▶ **Texto de lectura**:

|---|

Las transiciones entre la historia de Enrique e Ignacio, a través de Juan-Zahara, y las vueltas a la infancia de aquellos dos jóvenes, son sin duda los mejores momentos de La mala educación; pues se suceden imperceptiblemente ante los ojos del espectador, inmerso en el universo almodovariano de pasiones enfrentadas, desacralización de los valores tradicionales, choque de sexualidades opuestas, desplazamientos del paisaje urbano al rural, y mutaciones físicas y psíquicas de los protagonistas.

Otros trabajos de Pedro Almodóvar como Pepi, Lucy y Bom (1980) y Laberinto de pasiones (1982), se convierten aquí en alusiones directas porque el relato fílmico también recrea aquella época de la movida madrileña y sus excesos, lo cual le permite a Almodóvar, con un dominio técnico entonces inexistente, retomar los usos del kitsch que tan productivos se mostraron en la primera etapa de su filmografía.

Esto en las escenas donde la casa urbana de Ignacio con toda su parafernalia kitsch espejea, mediante el camp de los vestidos que el joven favorece, la vida gay resuelta en el pueblo como melodrama, al llevar al padre a la bebida y a la muerte, a la madre a las enfermedades del corazón; y a su hermano Juan a odiarlo hasta huir, él también, del mundo rural para, asesinando a Ignacio con la complicidad del padre Manolo, intentar usurpar su lugar en el cine y el corazón de Enrique.

La fragmentación del espacio fílmico en múltiples episodios, entre Madrid y La Mancha, entrecruzándose como paisaje con los vaivenes en la cronología de los caracteres, tiene en Volver (2005) su expresión más certera, pues el pueblo no es solo escenario sino que con Madrid se torna finalmente protagonista: “sin duda esta es mi película más estrictamente manchega: el lenguaje, las costumbres, los patios, la sobriedad de las fachadas”, apuntó el director. Con ello Pedro Almodóvar vuelve literalmente a la geografía que lo vio nacer, y a la sociedad que lo oprimió entonces y se integra a la diégesis como centro de las relaciones de poder, en el sentido dado por Michel Foucault al término, es decir, como “pluralidad de puntos de resistencia” que Raimunda, Sole, Vicenta, Agustina ejercen entre sí, mientras van desentrañando la red de frustraciones, pérdidas y excesos motorizados por la intolerancia de lo masculino, presto a desaparecer violentamente de la vida de la protagonista, como en ¿Qué he hecho yo para merecer esto! (1984).

|---|

Registros almacenados:
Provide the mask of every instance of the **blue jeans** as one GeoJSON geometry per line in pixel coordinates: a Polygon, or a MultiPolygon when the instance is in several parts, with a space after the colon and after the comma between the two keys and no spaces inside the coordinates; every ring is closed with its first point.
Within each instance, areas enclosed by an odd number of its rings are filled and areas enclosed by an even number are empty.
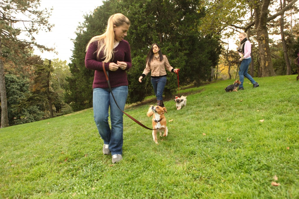
{"type": "MultiPolygon", "coordinates": [[[[119,108],[123,110],[128,97],[128,86],[122,86],[112,89],[119,108]]],[[[104,143],[109,145],[112,155],[122,155],[123,114],[118,108],[109,89],[94,88],[93,104],[94,121],[104,143]],[[109,105],[111,129],[108,122],[109,105]]]]}
{"type": "Polygon", "coordinates": [[[166,84],[166,77],[164,76],[159,78],[152,78],[151,79],[152,84],[154,88],[155,94],[157,97],[157,100],[163,100],[163,91],[166,84]]]}
{"type": "Polygon", "coordinates": [[[239,88],[243,87],[243,83],[244,82],[244,76],[249,79],[252,84],[256,82],[251,76],[247,73],[248,71],[249,65],[251,62],[251,57],[244,59],[241,62],[241,64],[240,65],[240,71],[239,71],[239,77],[240,77],[240,81],[241,82],[241,84],[239,86],[239,88]]]}

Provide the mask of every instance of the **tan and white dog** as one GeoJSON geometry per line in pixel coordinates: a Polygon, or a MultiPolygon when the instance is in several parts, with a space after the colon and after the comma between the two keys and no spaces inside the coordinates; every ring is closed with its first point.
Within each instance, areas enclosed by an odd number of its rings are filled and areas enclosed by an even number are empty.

|---|

▶ **Tareas por realizar**:
1. Responda brevemente, a partir del texto sobre Almodóvar:
(a) ¿En qué años se estrenaron Pepi, Lucy y Bom y Laberinto de pasiones?
(b) ¿Con la complicidad de quién asesina Juan a Ignacio?
(c) ¿Qué elementos menciona el director al calificar Volver como su película más estrictamente manchega?
2. Prosiga el texto sobre Almodóvar a partir de su última oración.

▶ **Respuestas del ejercicio**:
1.
(a) En 1980 y 1982, respectivamente.
(b) Con la complicidad del padre Manolo.
(c) El lenguaje, las costumbres, los patios y la sobriedad de las fachadas.

2.
Entre la Solana manchega y el barrio madrileño de Tetuán por Cuatro Caminos, ellas se desplazan y viven sus historias: madres, hijas, hermanas, amigas buscando reconciliarse y afrontar el “temido encuentro con el pasado que vuelve”, tal cual espejea el tango que da título a la película, y Raimunda canta para exorcizar las consecuencias de tanta intemperie.

Será entonces en lo familiar del espacio casero, ya sea el apartamento madrileño o la casa manchega, puntuado por los primeros planos de la comida y los electrodomésticos, donde ellas encontrarán la seguridad que el afuera les niega, y Almodóvar enfoca como homenaje el paisaje de sus comienzos. No en vano es la imagen de la casa en la secuencia final, que la cámara recorre una vez Vicenta ha dejado definitivamente Madrid y se ha convertido nuevamente en fantasma para cuidar de Agustina, lo que el director nos ofrece para apuntalar las directrices de su propio regreso, al origen y a la madre.

“No se me ha aparecido todavía pero siento su presencia más cerca que nunca”, apunta refiriéndose a aquella, pudiendo así también él reconciliarse con el paisaje interior. Ese entorno psíquico configurado a partir de la continua presencia del lugar que se habita, independientemente del espacio geográfico que nos acoge, y que, a pesar de los desplazamientos físicos, permanece tatuado para siempre en la piel y en la memoria; tal como la más reciente producción Dolor y gloria (2019) atestigua, al cincelar la biografía del director desde su infancia aldeana hasta su madurez urbana.